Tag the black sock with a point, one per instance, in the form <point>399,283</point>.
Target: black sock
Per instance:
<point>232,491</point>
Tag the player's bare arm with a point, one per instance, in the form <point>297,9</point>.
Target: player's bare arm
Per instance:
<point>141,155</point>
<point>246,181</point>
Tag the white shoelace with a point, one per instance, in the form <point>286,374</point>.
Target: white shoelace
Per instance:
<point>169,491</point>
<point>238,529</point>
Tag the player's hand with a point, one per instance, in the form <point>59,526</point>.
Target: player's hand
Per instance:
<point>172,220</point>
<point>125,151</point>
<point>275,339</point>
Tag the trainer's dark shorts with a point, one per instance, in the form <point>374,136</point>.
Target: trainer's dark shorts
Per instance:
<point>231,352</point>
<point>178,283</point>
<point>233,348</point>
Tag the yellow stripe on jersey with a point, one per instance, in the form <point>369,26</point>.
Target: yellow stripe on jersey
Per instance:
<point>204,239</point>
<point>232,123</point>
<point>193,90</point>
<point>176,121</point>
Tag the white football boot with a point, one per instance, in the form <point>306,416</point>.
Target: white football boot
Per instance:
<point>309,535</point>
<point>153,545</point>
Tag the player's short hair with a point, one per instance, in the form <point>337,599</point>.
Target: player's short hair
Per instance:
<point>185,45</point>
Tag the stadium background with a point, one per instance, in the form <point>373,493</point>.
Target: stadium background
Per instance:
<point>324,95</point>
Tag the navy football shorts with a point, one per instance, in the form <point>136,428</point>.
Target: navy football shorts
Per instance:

——

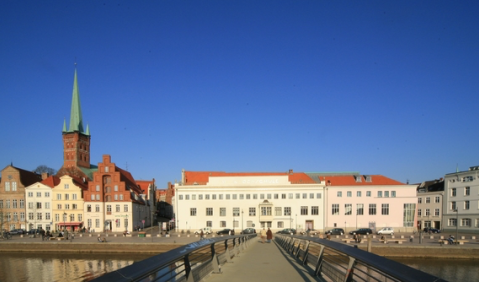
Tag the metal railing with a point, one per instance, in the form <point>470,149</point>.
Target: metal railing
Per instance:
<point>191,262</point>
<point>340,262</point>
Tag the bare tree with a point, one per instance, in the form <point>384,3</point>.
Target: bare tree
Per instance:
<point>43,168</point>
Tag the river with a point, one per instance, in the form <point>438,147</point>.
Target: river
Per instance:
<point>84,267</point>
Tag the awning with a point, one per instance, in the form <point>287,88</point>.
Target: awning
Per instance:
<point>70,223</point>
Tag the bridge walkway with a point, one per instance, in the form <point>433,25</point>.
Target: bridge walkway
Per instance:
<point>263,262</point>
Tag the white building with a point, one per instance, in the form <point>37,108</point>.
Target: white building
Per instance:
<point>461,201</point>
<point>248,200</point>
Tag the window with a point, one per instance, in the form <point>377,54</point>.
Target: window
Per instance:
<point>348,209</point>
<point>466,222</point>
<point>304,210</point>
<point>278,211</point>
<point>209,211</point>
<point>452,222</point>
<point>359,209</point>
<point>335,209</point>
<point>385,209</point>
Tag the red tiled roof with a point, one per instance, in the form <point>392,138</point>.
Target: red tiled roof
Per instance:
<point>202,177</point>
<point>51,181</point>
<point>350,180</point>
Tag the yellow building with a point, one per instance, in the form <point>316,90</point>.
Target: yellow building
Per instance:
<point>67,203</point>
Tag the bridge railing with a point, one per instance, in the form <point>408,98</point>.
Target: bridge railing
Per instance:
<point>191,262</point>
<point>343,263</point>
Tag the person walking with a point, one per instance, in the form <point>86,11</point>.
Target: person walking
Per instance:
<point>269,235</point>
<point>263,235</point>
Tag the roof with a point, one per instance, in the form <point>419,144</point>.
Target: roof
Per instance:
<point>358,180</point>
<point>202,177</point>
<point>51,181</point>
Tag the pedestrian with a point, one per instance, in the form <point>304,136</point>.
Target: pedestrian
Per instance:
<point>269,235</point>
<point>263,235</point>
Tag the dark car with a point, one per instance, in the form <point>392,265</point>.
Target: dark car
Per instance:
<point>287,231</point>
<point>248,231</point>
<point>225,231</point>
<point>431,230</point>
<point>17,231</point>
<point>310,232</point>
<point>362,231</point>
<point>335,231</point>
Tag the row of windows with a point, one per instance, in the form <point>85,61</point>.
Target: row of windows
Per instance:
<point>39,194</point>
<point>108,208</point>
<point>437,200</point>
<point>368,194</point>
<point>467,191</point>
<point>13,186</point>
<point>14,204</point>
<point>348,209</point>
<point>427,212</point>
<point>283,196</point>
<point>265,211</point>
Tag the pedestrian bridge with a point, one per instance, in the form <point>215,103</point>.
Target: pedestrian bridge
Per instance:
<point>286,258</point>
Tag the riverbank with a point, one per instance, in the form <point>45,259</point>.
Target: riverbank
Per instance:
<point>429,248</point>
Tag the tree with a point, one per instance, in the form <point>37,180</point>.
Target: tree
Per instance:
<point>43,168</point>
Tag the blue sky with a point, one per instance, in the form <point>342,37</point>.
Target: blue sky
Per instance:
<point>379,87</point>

——

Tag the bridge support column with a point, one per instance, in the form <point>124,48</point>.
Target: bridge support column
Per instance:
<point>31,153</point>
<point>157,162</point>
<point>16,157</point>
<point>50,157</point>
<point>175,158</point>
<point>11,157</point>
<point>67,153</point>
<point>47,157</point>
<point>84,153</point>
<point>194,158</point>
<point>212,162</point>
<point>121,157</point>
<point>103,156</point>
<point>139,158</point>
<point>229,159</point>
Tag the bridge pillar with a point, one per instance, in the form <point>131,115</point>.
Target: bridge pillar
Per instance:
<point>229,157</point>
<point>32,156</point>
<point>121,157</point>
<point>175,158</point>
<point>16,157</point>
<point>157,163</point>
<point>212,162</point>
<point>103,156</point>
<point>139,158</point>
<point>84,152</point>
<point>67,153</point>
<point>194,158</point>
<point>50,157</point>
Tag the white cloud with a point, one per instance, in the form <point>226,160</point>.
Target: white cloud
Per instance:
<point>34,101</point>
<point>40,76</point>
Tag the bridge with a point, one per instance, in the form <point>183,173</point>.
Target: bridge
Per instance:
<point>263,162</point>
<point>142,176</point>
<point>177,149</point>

——

Give the lines of the listing above as a numbered list, starting at the line that contains "Tag the trainer's" and ending at the line that contains "<point>324,95</point>", with both of those lines included. Leave out any blank lines.

- SOLUTION FOR THIS EXERCISE:
1. Tag the trainer's dark shorts with a point, one per instance, in the form <point>374,136</point>.
2. Target: trainer's dark shorts
3. Per instance:
4. <point>231,352</point>
5. <point>178,283</point>
6. <point>233,348</point>
7. Tag the yellow stripe on jersey with a point, one per instance, in the form <point>369,26</point>.
8. Target: yellow stripe on jersey
9. Per instance:
10. <point>204,239</point>
11. <point>232,123</point>
12. <point>193,90</point>
13. <point>176,121</point>
14. Tag the white football boot with a point, one per instance, in the form <point>306,416</point>.
15. Target: white football boot
16. Per instance:
17. <point>309,535</point>
18. <point>153,545</point>
19. Tag the player's short hair with a point, one per instance, in the form <point>337,599</point>.
20. Target: player's short hair
21. Per instance:
22. <point>185,45</point>
23. Tag the stadium background with a point, one per instance, in the form <point>373,493</point>.
24. Target: stadium background
25. Per instance:
26. <point>324,95</point>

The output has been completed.